/---
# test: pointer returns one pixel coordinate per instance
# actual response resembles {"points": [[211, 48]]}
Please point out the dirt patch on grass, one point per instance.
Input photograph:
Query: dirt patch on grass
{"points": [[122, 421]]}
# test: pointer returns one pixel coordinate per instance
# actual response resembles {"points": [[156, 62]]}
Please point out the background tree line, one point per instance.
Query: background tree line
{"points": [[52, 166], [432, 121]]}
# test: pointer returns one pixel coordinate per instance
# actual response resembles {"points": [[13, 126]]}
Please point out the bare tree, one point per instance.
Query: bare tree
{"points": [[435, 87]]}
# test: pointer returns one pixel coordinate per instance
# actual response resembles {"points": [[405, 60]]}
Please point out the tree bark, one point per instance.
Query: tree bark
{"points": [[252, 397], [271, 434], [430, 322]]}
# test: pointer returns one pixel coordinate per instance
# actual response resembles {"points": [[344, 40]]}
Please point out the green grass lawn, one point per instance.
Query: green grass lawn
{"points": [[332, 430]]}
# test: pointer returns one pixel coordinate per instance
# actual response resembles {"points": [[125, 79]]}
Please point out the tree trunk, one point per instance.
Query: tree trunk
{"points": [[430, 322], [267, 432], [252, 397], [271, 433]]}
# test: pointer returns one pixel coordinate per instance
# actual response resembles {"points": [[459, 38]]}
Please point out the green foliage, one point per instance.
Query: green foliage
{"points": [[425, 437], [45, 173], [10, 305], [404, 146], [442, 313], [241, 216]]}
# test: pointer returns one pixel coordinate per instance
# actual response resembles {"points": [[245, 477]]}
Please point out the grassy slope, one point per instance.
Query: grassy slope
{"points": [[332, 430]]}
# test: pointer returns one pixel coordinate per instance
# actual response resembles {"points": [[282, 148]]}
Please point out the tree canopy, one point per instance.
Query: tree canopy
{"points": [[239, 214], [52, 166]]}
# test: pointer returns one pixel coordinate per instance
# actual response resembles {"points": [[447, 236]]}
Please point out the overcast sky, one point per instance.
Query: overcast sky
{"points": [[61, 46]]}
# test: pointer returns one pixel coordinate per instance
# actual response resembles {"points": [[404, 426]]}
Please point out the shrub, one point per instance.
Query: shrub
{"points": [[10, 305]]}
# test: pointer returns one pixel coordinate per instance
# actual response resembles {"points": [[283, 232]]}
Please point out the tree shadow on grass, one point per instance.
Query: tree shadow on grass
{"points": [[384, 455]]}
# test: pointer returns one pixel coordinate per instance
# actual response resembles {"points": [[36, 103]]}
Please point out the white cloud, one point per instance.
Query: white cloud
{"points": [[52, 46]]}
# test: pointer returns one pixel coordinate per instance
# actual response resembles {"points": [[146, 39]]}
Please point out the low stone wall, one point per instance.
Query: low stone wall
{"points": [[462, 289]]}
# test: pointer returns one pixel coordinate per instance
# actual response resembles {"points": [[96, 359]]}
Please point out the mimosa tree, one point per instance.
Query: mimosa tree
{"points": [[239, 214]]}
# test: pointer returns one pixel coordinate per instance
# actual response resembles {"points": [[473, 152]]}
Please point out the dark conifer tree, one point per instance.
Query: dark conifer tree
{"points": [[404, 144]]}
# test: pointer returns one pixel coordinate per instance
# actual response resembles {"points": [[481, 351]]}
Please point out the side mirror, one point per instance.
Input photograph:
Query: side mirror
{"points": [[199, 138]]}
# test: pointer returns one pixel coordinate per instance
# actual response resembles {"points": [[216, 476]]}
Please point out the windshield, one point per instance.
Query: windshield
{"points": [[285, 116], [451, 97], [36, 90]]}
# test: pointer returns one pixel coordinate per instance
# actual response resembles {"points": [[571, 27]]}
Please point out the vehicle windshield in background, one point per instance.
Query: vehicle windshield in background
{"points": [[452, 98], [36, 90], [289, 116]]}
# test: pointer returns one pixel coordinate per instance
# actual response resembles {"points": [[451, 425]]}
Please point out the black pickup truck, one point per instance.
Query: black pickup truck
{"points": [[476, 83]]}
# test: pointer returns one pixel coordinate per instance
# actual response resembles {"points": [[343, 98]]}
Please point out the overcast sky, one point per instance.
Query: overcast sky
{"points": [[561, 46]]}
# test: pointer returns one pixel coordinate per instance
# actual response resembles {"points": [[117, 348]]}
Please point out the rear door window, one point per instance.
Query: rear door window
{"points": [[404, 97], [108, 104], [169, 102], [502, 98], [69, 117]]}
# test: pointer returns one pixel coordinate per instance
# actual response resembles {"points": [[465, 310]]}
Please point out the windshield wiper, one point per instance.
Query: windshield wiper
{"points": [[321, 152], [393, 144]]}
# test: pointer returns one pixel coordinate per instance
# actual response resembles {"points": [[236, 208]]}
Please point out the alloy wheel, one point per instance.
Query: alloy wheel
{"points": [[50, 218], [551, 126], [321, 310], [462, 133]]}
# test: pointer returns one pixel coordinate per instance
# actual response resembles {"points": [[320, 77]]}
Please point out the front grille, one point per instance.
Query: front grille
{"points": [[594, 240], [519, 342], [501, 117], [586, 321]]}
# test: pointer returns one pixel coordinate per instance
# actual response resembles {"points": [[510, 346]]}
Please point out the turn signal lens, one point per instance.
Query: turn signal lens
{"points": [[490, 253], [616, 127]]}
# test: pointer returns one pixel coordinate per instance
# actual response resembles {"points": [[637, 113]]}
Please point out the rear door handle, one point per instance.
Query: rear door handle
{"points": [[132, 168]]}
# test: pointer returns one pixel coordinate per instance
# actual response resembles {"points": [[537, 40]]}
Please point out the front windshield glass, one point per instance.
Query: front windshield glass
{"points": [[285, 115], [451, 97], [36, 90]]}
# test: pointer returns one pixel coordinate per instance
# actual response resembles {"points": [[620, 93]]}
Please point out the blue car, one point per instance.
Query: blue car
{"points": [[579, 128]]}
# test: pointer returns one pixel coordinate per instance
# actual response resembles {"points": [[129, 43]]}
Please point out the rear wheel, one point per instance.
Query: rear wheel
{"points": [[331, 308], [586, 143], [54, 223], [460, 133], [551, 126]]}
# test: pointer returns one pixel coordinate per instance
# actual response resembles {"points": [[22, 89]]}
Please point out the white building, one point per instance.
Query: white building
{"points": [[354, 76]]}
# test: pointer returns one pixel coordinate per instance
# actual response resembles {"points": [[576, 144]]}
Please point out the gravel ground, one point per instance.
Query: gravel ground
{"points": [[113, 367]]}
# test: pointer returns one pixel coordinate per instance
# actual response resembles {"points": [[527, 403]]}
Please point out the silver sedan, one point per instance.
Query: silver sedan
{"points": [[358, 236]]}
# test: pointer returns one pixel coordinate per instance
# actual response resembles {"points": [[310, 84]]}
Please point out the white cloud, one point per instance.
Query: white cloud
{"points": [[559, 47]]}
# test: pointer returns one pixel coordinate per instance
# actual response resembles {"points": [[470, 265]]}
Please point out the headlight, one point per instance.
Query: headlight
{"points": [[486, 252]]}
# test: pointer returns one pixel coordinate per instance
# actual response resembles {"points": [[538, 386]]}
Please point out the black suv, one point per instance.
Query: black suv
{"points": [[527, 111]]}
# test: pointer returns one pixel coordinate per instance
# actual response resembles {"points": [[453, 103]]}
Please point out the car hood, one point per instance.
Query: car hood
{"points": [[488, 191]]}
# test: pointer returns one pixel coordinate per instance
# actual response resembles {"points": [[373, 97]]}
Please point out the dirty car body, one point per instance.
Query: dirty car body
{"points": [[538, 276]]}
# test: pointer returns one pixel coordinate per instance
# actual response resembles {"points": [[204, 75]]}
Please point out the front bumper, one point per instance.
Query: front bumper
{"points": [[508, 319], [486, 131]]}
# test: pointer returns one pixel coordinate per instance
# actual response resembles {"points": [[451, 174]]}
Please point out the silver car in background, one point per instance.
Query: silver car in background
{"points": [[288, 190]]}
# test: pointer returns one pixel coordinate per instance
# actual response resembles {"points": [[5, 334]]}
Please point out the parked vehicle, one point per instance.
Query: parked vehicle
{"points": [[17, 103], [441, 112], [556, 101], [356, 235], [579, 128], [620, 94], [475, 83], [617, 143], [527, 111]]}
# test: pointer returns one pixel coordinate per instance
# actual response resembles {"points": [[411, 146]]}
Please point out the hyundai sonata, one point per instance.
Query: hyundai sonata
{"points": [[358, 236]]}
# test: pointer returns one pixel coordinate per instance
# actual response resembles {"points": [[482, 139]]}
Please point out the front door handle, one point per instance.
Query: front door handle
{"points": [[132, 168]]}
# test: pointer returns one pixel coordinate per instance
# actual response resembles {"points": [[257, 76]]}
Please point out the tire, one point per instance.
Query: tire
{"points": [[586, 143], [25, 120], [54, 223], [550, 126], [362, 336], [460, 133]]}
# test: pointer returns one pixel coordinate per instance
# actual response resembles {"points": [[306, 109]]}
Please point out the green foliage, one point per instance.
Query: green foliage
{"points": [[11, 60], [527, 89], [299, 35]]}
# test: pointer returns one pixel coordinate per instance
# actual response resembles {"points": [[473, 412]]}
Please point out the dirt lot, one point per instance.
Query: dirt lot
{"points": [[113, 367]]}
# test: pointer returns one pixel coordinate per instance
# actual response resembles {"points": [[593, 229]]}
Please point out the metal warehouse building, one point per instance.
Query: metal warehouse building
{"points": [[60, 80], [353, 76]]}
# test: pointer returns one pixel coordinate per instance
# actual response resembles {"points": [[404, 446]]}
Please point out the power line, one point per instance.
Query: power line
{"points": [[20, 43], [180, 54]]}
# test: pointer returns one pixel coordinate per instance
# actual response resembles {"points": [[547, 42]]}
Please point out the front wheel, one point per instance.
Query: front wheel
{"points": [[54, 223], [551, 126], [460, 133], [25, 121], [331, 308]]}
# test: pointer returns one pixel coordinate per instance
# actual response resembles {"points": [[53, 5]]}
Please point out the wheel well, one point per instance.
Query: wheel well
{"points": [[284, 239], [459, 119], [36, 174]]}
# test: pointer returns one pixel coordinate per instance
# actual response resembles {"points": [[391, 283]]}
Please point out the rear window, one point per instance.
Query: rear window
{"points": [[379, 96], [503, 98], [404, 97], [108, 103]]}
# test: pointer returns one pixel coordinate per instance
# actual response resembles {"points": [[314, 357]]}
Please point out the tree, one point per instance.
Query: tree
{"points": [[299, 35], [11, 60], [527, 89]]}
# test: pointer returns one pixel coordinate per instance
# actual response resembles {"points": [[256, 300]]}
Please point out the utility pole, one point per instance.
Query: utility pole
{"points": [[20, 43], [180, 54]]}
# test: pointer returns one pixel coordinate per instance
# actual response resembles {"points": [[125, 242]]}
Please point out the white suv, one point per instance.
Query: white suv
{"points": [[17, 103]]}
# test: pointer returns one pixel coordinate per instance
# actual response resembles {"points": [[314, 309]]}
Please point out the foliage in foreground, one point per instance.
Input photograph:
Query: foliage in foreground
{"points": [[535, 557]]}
\---
- **Brief**: Count the lines in the items above that contain the string "body". Matching is case-sensitive. Give only the number.

- **Solution for this task**: 2